#### Written request
With the pictures left out, reproduce exactly the lines running from the line with "on the scale" to the last line of the material below.

A run of records:
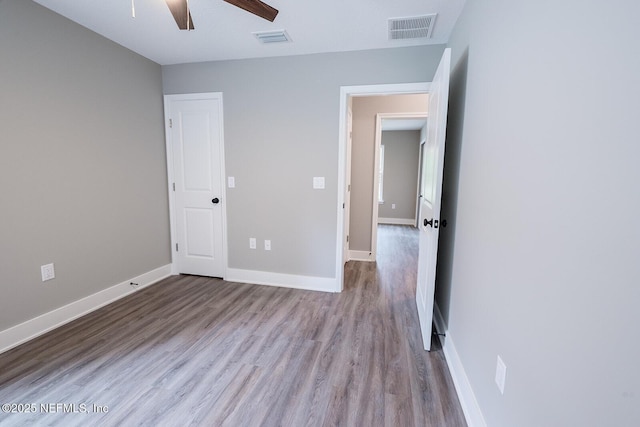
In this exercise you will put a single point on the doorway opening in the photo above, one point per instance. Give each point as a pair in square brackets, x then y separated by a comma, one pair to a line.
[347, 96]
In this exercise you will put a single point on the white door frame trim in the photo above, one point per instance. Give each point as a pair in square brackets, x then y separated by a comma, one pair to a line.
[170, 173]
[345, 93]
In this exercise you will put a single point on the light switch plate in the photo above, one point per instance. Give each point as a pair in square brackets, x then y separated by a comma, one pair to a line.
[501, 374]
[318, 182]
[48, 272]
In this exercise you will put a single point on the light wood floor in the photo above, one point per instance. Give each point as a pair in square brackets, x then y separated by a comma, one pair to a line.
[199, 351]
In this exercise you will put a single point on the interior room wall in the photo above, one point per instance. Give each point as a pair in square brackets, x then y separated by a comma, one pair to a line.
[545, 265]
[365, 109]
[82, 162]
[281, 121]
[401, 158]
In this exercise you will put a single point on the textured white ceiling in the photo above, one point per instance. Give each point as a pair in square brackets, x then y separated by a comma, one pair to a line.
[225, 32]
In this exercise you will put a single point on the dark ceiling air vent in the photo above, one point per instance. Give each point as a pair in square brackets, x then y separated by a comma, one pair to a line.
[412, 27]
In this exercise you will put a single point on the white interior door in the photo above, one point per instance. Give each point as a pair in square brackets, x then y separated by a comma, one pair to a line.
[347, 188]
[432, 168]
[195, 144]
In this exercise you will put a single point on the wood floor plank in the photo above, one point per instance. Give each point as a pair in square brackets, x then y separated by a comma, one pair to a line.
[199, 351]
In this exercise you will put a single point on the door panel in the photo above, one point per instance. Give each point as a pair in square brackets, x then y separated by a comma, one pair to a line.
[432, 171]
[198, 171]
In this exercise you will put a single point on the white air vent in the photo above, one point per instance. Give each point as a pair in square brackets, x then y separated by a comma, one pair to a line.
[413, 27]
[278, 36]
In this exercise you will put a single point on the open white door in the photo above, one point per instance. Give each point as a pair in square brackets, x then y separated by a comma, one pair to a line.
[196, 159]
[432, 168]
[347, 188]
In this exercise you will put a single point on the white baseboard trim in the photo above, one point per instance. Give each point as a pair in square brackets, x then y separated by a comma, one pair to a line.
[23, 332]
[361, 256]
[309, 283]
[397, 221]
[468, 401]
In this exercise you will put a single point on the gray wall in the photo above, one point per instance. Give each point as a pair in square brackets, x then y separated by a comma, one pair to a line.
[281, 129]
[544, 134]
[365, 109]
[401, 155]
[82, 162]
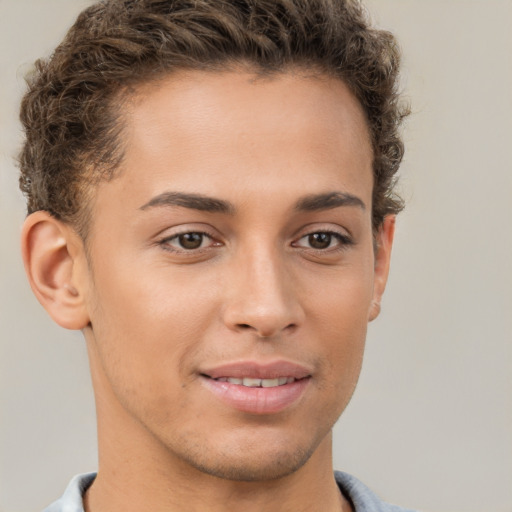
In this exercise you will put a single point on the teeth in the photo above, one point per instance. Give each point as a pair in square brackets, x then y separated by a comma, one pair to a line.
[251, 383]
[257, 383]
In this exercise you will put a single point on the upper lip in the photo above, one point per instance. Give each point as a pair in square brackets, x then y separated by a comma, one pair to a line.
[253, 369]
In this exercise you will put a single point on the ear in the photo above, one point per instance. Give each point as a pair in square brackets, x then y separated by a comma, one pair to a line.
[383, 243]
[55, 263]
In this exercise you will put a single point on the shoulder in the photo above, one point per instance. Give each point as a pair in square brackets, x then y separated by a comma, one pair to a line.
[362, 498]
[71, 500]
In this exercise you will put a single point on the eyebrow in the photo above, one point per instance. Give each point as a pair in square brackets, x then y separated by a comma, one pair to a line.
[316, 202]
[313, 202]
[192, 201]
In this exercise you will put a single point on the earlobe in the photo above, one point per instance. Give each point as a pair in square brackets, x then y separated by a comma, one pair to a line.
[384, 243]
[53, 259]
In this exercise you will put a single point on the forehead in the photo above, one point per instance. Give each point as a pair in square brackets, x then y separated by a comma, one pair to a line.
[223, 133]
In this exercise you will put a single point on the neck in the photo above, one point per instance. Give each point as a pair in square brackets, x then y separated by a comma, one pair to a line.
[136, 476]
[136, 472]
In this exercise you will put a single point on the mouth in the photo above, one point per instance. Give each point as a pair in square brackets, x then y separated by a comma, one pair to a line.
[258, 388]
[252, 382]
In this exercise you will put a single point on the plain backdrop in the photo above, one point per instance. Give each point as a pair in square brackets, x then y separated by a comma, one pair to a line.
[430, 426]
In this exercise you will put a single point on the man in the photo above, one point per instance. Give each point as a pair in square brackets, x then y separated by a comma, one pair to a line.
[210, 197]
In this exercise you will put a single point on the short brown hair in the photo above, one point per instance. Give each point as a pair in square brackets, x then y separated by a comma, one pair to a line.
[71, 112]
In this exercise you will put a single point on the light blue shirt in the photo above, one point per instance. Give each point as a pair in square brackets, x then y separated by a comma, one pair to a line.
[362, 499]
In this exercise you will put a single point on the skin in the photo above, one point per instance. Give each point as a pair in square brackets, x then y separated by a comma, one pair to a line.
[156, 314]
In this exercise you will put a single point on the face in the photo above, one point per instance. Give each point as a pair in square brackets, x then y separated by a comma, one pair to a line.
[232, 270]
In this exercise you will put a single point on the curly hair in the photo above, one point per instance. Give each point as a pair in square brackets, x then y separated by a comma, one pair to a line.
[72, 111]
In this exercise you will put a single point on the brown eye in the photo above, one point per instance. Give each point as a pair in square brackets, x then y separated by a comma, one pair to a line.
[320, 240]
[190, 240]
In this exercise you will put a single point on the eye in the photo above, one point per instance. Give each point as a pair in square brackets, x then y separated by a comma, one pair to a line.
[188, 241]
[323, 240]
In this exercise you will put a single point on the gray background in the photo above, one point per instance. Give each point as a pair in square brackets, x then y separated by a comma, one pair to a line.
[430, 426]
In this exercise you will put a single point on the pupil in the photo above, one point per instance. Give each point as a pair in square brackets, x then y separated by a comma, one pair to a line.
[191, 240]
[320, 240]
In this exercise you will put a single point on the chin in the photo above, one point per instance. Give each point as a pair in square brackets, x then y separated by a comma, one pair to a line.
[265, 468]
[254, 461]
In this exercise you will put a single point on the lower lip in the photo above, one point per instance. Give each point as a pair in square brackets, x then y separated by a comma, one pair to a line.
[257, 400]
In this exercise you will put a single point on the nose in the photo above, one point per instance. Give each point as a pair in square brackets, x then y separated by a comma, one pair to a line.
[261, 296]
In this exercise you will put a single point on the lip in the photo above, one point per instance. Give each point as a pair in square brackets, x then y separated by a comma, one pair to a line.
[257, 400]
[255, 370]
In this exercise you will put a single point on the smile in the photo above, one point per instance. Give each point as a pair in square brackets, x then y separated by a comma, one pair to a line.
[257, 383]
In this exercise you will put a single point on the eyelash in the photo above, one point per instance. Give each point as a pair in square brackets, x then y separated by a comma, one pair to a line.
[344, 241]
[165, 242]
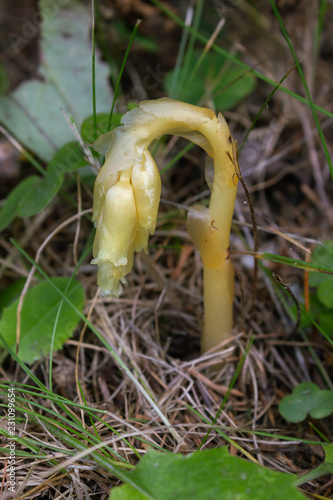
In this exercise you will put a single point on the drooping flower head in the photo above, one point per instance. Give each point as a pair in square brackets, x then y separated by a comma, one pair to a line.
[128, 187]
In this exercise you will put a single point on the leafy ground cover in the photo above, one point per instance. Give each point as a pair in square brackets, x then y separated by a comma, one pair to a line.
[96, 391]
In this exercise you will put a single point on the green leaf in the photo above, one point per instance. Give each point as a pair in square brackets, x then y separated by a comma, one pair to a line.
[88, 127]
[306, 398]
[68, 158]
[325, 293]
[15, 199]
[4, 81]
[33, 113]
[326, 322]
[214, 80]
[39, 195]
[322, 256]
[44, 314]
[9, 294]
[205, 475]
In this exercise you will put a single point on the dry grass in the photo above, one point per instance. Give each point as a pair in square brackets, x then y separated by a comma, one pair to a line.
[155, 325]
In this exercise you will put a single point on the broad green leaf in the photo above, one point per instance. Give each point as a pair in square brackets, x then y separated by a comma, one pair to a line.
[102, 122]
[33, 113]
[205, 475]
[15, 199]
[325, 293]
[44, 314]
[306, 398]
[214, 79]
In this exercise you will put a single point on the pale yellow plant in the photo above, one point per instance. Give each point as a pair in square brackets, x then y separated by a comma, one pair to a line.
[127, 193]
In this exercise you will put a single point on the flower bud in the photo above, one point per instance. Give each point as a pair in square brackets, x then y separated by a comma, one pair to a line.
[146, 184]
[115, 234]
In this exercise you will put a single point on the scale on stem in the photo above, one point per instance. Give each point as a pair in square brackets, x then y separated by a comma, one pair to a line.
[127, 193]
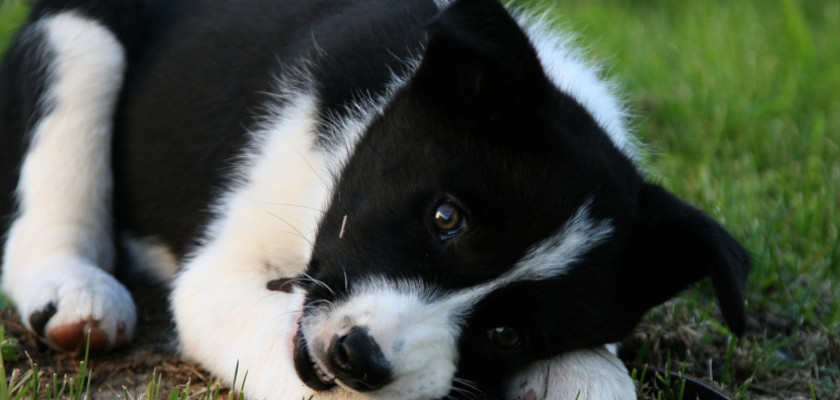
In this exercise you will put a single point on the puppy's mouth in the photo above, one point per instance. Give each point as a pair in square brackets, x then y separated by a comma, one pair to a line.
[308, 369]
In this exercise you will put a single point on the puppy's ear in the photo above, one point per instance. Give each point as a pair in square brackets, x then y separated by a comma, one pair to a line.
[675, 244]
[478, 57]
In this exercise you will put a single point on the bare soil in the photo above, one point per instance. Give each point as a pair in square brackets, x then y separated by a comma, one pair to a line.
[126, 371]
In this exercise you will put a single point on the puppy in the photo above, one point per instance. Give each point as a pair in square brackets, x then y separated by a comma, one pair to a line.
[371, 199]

#### Written response
In this exercise you will put a single point on the scale on stem in the photo above, one point per instance. Give each point as a pair in square brackets, x then y separated by a comma, one pair to a line.
[127, 193]
In this exercise you will put a single point on the puppy's mouth in the photo above, one point per instance. Give each point as a pair in square brackets, x then y separated by a comma, one pair to a line.
[308, 369]
In this exercise you will put a single point on the puppy's ear in the photo above, one point per instance. Give each point as a pair in square brackets, x then y separated by a comma, one pair to a line.
[675, 244]
[478, 57]
In this exercise you will put a single point on the bare soil in the photo above, one point per instance. Give each point as a pair in square brackets, x then y separated by a comma, one pair to a line.
[126, 371]
In this exercise you will put a single point on the puppy in the photo above, one point per instance. Give each point as a pair in square brackets, x then y separated by a comma, one pair to a line.
[371, 199]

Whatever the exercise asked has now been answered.